Данный текст –
↓
Фотографии

яся фогельгардт

27 февраля 2015 года на Большом Москворецком мосту был убит оппозиционер Борис Немцов. На месте убийства стихийно возник «народный мемориал», куда неравнодушные к деятельности политика люди и сегодня приходят почтить его память. Под самодельной сине-белой табличкой «Немцов мост» — свежие цветы, фотографии, горящие свечи, открытки с надписями не только на русском, но и на английском, иврите и японском, а также российские и украинские флаги. Всё это на место трагедии приносят до сих пор, и мемориал ухожен, даже несмотря на то, что его неоднократно разрушали. Всё это стало возможным благодаря добровольцам, дежурящим на мосту и днём и ночью.

Накануне согласованного с мэрией марша памяти, который проведут в эту субботу в первую годовщину гибели Немцова, The Village решил встретиться с теми, кто продолжает ежедневно поддерживать порядок на «Немцовом мосту».
↑
Ваши задания –
A - Назовите все языки, на которых, согласно тексту о мемориале на мосту, сделаны надписи на открытках.
B - Какая дата гибели Бориса Немцова приведена в тексте о мемориале на мосту?

Записи указания на именованные объекты –
↓
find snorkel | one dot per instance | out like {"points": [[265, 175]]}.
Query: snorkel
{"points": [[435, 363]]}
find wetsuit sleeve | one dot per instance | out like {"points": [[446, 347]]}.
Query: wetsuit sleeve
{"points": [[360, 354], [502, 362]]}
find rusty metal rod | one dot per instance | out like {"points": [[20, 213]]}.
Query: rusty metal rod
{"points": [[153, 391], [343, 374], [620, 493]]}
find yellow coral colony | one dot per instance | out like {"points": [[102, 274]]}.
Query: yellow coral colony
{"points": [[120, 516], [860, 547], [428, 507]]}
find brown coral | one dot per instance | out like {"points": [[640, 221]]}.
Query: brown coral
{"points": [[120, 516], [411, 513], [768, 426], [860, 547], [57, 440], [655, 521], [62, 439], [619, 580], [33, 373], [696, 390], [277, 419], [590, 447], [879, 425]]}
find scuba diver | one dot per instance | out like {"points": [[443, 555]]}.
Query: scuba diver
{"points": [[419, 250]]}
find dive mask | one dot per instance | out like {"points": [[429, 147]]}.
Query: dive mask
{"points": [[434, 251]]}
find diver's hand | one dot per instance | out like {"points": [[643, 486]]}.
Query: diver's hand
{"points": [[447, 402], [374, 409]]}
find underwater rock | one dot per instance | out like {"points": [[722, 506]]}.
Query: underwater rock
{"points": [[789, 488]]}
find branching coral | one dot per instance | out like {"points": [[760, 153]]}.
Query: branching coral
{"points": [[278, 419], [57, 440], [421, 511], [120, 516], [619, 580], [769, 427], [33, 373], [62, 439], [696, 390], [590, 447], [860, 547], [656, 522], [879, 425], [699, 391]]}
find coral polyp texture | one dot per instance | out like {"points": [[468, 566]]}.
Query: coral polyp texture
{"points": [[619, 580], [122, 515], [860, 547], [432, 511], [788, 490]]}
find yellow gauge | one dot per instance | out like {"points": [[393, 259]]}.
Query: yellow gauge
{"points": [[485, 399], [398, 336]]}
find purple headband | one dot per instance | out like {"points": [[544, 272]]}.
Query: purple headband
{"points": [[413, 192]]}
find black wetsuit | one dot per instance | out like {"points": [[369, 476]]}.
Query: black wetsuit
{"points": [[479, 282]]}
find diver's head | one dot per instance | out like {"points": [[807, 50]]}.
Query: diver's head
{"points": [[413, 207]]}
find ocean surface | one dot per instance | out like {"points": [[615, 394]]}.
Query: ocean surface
↑
Решения упражнения –
A - Русский, английский, иврит, японский.

B - 27 февраля 2015 года.